Labeled-object pointing records:

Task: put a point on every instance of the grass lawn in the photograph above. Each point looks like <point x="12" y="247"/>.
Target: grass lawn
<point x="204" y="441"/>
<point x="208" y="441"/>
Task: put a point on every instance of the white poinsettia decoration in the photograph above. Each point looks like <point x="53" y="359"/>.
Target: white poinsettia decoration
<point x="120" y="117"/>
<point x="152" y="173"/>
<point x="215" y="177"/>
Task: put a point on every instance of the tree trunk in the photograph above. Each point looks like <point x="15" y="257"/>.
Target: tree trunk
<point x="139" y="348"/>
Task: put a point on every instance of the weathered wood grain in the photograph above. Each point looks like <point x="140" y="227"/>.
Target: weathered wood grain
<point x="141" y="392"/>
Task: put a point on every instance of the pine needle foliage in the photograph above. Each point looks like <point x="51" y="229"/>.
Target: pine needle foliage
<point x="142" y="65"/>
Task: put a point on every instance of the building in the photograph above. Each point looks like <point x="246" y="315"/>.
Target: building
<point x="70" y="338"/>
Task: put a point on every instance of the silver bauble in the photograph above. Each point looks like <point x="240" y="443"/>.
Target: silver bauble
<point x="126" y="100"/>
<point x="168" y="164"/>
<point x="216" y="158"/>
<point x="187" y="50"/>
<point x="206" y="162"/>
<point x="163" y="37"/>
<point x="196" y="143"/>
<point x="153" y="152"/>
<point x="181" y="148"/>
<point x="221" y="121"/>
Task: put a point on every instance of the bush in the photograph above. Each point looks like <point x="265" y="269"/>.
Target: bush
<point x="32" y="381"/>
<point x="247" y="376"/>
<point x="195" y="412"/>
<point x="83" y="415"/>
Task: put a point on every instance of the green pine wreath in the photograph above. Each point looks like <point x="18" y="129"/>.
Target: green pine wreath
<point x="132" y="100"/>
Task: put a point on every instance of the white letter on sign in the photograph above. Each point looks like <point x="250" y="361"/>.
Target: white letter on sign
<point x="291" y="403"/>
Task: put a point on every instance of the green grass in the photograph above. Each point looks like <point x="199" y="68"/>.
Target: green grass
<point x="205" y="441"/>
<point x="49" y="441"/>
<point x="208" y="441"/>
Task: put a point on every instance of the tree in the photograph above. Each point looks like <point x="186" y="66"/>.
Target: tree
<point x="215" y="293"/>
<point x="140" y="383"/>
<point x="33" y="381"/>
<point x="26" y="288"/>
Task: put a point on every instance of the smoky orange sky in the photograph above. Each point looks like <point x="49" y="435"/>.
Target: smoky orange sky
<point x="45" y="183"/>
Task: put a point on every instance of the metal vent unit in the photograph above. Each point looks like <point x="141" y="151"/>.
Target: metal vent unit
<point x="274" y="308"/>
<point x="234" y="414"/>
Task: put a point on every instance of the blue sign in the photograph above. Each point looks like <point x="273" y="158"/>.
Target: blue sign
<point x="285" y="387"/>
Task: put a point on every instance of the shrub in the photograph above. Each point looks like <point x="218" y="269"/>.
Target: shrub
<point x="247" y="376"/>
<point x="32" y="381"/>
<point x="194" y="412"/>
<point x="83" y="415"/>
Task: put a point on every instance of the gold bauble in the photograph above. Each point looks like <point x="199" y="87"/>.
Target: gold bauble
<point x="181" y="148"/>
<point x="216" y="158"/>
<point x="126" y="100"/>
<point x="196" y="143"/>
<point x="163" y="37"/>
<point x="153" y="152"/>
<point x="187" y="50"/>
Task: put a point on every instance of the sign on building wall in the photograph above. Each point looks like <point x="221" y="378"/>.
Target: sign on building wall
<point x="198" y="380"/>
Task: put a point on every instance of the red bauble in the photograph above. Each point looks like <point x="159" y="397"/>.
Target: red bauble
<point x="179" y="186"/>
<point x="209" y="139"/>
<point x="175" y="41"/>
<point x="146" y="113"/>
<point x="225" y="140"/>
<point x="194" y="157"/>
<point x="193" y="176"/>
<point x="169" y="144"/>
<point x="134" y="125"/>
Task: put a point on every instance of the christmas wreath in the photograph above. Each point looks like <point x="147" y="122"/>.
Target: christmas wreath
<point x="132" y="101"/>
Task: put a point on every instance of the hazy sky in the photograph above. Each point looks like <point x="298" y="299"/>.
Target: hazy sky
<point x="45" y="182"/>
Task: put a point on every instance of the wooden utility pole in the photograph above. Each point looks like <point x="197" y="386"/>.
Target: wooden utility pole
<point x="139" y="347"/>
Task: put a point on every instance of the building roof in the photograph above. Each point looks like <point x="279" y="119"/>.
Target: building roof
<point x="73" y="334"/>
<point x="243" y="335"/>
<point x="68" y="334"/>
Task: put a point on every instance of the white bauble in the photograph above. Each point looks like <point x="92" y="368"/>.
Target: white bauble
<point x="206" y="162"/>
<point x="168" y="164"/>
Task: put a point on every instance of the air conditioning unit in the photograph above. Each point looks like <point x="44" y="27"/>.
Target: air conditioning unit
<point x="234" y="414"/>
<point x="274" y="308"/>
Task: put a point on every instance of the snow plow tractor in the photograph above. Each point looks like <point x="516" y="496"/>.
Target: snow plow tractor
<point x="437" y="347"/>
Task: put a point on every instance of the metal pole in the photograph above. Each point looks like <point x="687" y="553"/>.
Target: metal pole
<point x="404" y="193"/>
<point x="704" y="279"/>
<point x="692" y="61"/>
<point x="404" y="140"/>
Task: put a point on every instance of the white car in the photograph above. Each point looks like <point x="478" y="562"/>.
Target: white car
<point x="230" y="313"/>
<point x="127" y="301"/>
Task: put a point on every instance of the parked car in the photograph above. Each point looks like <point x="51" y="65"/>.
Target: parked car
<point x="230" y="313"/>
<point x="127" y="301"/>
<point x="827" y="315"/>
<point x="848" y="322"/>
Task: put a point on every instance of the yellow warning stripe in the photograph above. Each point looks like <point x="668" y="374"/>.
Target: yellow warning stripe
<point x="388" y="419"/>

DO THIS: Reproduce every line of the records above without any change.

THE REPLY:
Task: put a point on every instance of the grass lawn in the photograph above. Each point looks like <point x="12" y="247"/>.
Target: grass lawn
<point x="204" y="441"/>
<point x="208" y="441"/>
Task: put a point on every instance of the white poinsettia decoration in the photograph above. Each point looks like <point x="53" y="359"/>.
Target: white poinsettia decoration
<point x="120" y="117"/>
<point x="152" y="173"/>
<point x="215" y="177"/>
Task: put a point on every instance of the tree trunk in the photograph above. Each point looks like <point x="15" y="257"/>.
Target: tree trunk
<point x="139" y="348"/>
Task: put a point on every instance of the weathered wood grain in the photograph above. Each point looks like <point x="140" y="227"/>.
Target: weathered wood grain
<point x="141" y="392"/>
Task: put a point on every instance of the pine needle foliage in the photograph above. Each point looks like <point x="51" y="229"/>.
Target: pine needle foliage
<point x="142" y="65"/>
Task: put a point on every instance of the building in the photograph above. Each point looks like <point x="246" y="315"/>.
Target: building
<point x="70" y="338"/>
Task: put a point on every instance of the silver bauble in the photograph above. Each point looks like <point x="240" y="443"/>.
Target: silver bauble
<point x="126" y="100"/>
<point x="168" y="164"/>
<point x="216" y="158"/>
<point x="187" y="50"/>
<point x="206" y="162"/>
<point x="163" y="37"/>
<point x="196" y="143"/>
<point x="153" y="152"/>
<point x="181" y="148"/>
<point x="221" y="121"/>
Task: put a point on every instance of the bush in the photograph above. Each point looks like <point x="265" y="269"/>.
Target: bush
<point x="32" y="381"/>
<point x="247" y="376"/>
<point x="195" y="412"/>
<point x="83" y="415"/>
Task: put a point on every instance of the green pine wreath in the photograph above. Each point looks like <point x="18" y="129"/>.
Target: green pine wreath
<point x="132" y="100"/>
Task: put a point on every instance of the white letter on sign in the photograph above. Each point looks like <point x="250" y="361"/>.
Target: white letter on sign
<point x="291" y="403"/>
Task: put a point on every instance of the green grass in the photograph above. Each point looks like <point x="199" y="68"/>.
Target: green grass
<point x="205" y="441"/>
<point x="49" y="441"/>
<point x="208" y="441"/>
Task: put a point on every instance of the tree in the photograph above. Each point looks like <point x="186" y="66"/>.
Target: tree
<point x="215" y="293"/>
<point x="140" y="383"/>
<point x="33" y="381"/>
<point x="26" y="288"/>
Task: put a point on every instance of the smoky orange sky in the photograph above. Each point looks like <point x="49" y="435"/>.
Target: smoky orange sky
<point x="45" y="183"/>
Task: put a point on every instance of the metal vent unit in the photograph above. Each point looks like <point x="141" y="151"/>.
Target: metal vent unit
<point x="274" y="308"/>
<point x="234" y="414"/>
Task: put a point on every instance of the blue sign in the photograph above. Each point looks like <point x="273" y="158"/>.
Target: blue sign
<point x="285" y="387"/>
Task: put a point on every instance of the shrub in the photograph above. Each point looks like <point x="218" y="269"/>.
Target: shrub
<point x="247" y="376"/>
<point x="32" y="381"/>
<point x="194" y="412"/>
<point x="83" y="415"/>
Task: put a point on every instance of the gold bauble in the photograph above. Each point looks like <point x="199" y="87"/>.
Target: gold bauble
<point x="181" y="148"/>
<point x="216" y="158"/>
<point x="126" y="100"/>
<point x="196" y="143"/>
<point x="163" y="37"/>
<point x="153" y="152"/>
<point x="187" y="50"/>
Task: put a point on every instance of the sign on building wall in the photograph above. Each point looks like <point x="221" y="378"/>.
Target: sign on building wall
<point x="198" y="380"/>
Task: put a point on every instance of the red bauble in the photograph above. Each point looks like <point x="159" y="397"/>.
Target: red bauble
<point x="179" y="186"/>
<point x="209" y="139"/>
<point x="175" y="41"/>
<point x="146" y="113"/>
<point x="225" y="140"/>
<point x="194" y="157"/>
<point x="193" y="176"/>
<point x="169" y="144"/>
<point x="134" y="125"/>
Task: put a point on every instance of the christmas wreath in the photograph above. Each point looks like <point x="147" y="122"/>.
Target: christmas wreath
<point x="132" y="101"/>
Task: put a point on every instance of the hazy sky in the photograph above. Each point looks like <point x="298" y="299"/>.
Target: hazy sky
<point x="45" y="182"/>
Task: put a point on every instance of the wooden utility pole in the photograph above. Each point looks like <point x="197" y="386"/>.
Target: wooden utility pole
<point x="139" y="347"/>
Task: put a point on every instance of the building roof in the photograph above. Each point looks like <point x="279" y="119"/>.
Target: building roof
<point x="73" y="334"/>
<point x="243" y="335"/>
<point x="68" y="334"/>
Task: put a point on every instance of the white bauble in the photograph above. Each point looks like <point x="92" y="368"/>.
Target: white bauble
<point x="206" y="162"/>
<point x="168" y="164"/>
Task: put a point on every instance of the air conditioning unit in the photograph above. Each point looks like <point x="44" y="27"/>.
Target: air conditioning unit
<point x="234" y="414"/>
<point x="274" y="308"/>
Task: put a point on every instance of the snow plow tractor in the photograph above. Each point looks like <point x="516" y="496"/>.
Target: snow plow tractor
<point x="437" y="347"/>
Task: put a point on every instance of the metal pole in the photograph above. Each point looks like <point x="687" y="553"/>.
Target: metal pole
<point x="404" y="193"/>
<point x="704" y="279"/>
<point x="692" y="61"/>
<point x="404" y="140"/>
Task: put a point on every instance of the white car in the photograph above. Each point looks like <point x="478" y="562"/>.
Target: white car
<point x="230" y="313"/>
<point x="127" y="301"/>
Task: put a point on every instance of the parked car in the photograph above. Each point looks like <point x="51" y="65"/>.
Target: parked car
<point x="230" y="313"/>
<point x="127" y="301"/>
<point x="827" y="315"/>
<point x="848" y="322"/>
Task: put a point on every instance of the yellow warning stripe in the photograph above. Each point looks like <point x="668" y="374"/>.
Target: yellow warning stripe
<point x="388" y="419"/>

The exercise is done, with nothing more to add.